• **GIVEN REQUEST**: Edit the data below so that every "instance" becomes "occurrence", with everything else unchanged.

(Entries from a dataset)
-.-.-
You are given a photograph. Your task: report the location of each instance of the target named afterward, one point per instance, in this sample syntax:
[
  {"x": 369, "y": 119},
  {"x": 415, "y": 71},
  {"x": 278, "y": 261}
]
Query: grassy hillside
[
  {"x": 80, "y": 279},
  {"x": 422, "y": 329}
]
-.-.-
• **RESPONSE TO THIS EXERCISE**:
You are given a photograph. Your task: report the location of each occurrence of the target named afterward, one point per occurrence, in this sample syntax:
[
  {"x": 369, "y": 119},
  {"x": 415, "y": 71},
  {"x": 278, "y": 261}
]
Query: grassy hillside
[
  {"x": 80, "y": 279},
  {"x": 422, "y": 329}
]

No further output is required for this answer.